■ **Required work**
a - Reproduce the passage of the writing tools article starting at "10 Writing Tools" and ending at "inspiration to strike.".
b - List the kinds of people the writing tools article names as finding it hard to write out their thoughts in a meaningful way.

■ **Text**
###

The 22 Best Writing Tools of 2022: A Guide for Writers

10 Writing Tools that are Essential for a Writer!

If there’s one skill that everyone can continue to improve upon, it’s writing. Yes, everyone can be a better writer. Writing isn’t just about putting your thoughts and ideas down, it’s an important step towards creating something new.

Writing helps bring clarity to your wandering mind and helps you to relieve stress and better articulate your thoughts. However, for the majority of people out there, writing seems to be daunting.

Whether you’re a published author, a casual blogger, someone whose job requires writing, or someone who likes maintaining a daily journal, it’s not always easy to write out your thoughts in a meaningful way. With our busy world, gone are the days of sitting in front of a typewriter, waiting for inspiration to strike.

With an array of writing tools available on the internet, you can easily start writing anytime you get a thought or idea, get feedback and suggestions on your work, and let your tools tell you whether you are grammatically correct!

###

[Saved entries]
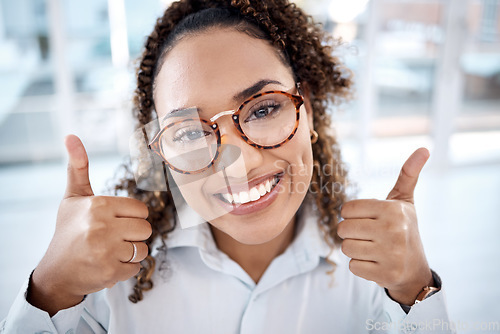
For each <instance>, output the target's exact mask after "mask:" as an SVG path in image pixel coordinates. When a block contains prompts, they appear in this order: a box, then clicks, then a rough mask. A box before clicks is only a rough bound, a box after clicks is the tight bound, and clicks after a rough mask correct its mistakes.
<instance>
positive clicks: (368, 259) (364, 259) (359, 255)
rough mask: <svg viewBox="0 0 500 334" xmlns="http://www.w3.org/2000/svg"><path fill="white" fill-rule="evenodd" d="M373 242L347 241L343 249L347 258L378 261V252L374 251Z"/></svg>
mask: <svg viewBox="0 0 500 334" xmlns="http://www.w3.org/2000/svg"><path fill="white" fill-rule="evenodd" d="M374 248H375V247H374V243H373V241H367V240H356V239H345V240H344V241H342V245H341V249H342V253H344V254H345V255H346V256H347V257H350V258H351V259H356V260H362V261H373V262H375V261H376V254H377V252H376V251H374Z"/></svg>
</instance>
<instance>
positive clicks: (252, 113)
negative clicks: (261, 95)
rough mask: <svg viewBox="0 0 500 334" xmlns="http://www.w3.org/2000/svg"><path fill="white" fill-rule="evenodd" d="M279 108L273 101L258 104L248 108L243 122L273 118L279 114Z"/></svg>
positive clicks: (264, 119) (277, 102)
mask: <svg viewBox="0 0 500 334" xmlns="http://www.w3.org/2000/svg"><path fill="white" fill-rule="evenodd" d="M280 108H281V104H280V103H279V102H277V101H274V100H266V101H262V102H259V103H257V104H256V105H255V106H252V107H251V108H250V110H249V113H248V117H246V118H245V122H251V121H255V120H265V119H268V118H273V117H275V116H276V115H277V114H278V113H279V111H280Z"/></svg>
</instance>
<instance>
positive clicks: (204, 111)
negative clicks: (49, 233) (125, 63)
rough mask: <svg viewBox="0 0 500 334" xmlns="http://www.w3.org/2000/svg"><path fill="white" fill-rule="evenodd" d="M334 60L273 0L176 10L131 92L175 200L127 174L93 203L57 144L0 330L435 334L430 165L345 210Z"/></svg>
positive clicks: (408, 170) (326, 40)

###

■ **Responses by task**
a -
10 Writing Tools that are Essential for a Writer!

If there’s one skill that everyone can continue to improve upon, it’s writing. Yes, everyone can be a better writer. Writing isn’t just about putting your thoughts and ideas down, it’s an important step towards creating something new.

Writing helps bring clarity to your wandering mind and helps you to relieve stress and better articulate your thoughts. However, for the majority of people out there, writing seems to be daunting.

Whether you’re a published author, a casual blogger, someone whose job requires writing, or someone who likes maintaining a daily journal, it’s not always easy to write out your thoughts in a meaningful way. With our busy world, gone are the days of sitting in front of a typewriter, waiting for inspiration to strike.

b -
- a published author
- a casual blogger
- someone whose job requires writing
- someone who likes maintaining a daily journal